◆ EXERCISE PROMPT:
An exact copy of all the data is the required output.

◆ DATA TO EXAMINE:
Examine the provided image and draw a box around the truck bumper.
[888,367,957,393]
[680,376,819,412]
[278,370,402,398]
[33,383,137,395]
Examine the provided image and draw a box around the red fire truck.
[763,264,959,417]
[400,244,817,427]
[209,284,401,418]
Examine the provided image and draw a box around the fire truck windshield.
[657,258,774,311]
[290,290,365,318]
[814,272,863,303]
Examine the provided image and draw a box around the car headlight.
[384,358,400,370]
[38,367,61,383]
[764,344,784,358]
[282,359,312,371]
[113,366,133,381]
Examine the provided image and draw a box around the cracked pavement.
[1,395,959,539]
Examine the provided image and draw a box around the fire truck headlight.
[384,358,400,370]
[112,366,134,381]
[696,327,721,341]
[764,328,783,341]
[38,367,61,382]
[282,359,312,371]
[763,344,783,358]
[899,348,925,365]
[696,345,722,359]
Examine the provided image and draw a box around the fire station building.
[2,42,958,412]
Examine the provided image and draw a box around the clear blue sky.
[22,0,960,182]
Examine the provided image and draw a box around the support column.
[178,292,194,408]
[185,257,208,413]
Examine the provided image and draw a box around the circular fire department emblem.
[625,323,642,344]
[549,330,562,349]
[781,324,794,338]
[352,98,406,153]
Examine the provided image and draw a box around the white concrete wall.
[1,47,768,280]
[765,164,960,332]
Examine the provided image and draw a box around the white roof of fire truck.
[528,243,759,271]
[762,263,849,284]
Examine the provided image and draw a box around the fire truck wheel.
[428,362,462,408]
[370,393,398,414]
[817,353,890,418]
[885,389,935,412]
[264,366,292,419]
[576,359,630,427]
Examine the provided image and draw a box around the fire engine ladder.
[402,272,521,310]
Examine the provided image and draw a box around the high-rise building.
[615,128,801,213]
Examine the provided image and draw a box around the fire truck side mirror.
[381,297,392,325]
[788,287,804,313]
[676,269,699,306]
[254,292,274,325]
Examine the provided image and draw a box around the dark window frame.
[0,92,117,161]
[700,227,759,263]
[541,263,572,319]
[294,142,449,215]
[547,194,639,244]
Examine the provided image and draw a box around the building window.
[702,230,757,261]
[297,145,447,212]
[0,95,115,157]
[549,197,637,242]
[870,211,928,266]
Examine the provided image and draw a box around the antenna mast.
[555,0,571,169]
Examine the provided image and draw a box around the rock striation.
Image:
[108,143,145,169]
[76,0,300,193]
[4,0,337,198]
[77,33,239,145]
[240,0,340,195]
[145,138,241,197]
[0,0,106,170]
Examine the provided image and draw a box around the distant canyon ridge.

◆ SOLUTION TO THIS TASK:
Examine the provided image and draw a box around the truck bumper.
[888,367,957,393]
[680,376,819,412]
[278,370,402,398]
[33,383,137,395]
Examine the provided image and draw a box around the red fire truck.
[763,264,959,417]
[400,244,817,427]
[209,284,401,418]
Examine the provided image and draw a box around the fire truck windshield.
[657,258,774,311]
[290,290,365,318]
[814,272,863,303]
Examine the provided image and draw a box around the car headlight.
[384,358,400,370]
[38,367,61,383]
[764,344,784,358]
[282,359,312,371]
[113,366,133,381]
Examine the provided image and draw a box around the cracked pavement.
[1,395,959,539]
Examine the provided image and draw a box around the fire truck headlight.
[384,358,400,370]
[112,366,134,381]
[696,327,721,341]
[764,328,783,341]
[38,367,61,382]
[282,359,312,371]
[763,344,783,358]
[899,348,925,365]
[696,345,722,359]
Examine the provided image and draw a box around the fire station building.
[2,42,958,412]
Examine the provided image and draw a box around the clear blue sky.
[22,0,960,182]
Examine the provided image and draw a box around the support column.
[178,292,194,408]
[185,257,208,413]
Examine the provided image and draw a box around the circular fire department emblem.
[625,323,642,344]
[549,330,562,349]
[781,324,794,338]
[352,98,406,153]
Examine the provided image and draw a box around the white concrete wall.
[1,47,768,280]
[765,164,960,332]
Examine the provided image and draw a box around the white roof of fire truck.
[528,243,759,271]
[762,263,849,284]
Examine the provided image and draw a box around the fire truck wheel.
[428,362,462,408]
[370,393,398,414]
[817,353,890,418]
[885,389,935,412]
[264,366,292,419]
[576,359,630,427]
Examine the provided image and draw a box around the fire engine ladder.
[402,272,521,310]
Examine the provided image and draw a box around the high-rise building.
[615,128,801,213]
Examine the provided image and draw a box around the fire truck side mirror.
[381,297,392,325]
[788,287,804,313]
[676,269,699,306]
[254,292,274,325]
Examine the provided image and draw a box around the dark window frame.
[0,92,117,161]
[700,227,759,263]
[541,263,572,319]
[294,142,449,215]
[547,194,639,244]
Examine the provided image and draw a box around the building window.
[702,230,757,261]
[297,145,447,212]
[0,95,115,157]
[549,197,637,242]
[870,211,928,266]
Examine the provided image and draw a box around the antenna mast.
[555,0,571,169]
Examine the provided image and draw a box around the rock striation.
Image:
[108,143,145,169]
[76,0,300,193]
[4,0,337,198]
[77,33,239,145]
[240,0,340,195]
[145,138,241,197]
[0,0,106,170]
Examine the provided image and draw a box around the distant canyon ridge.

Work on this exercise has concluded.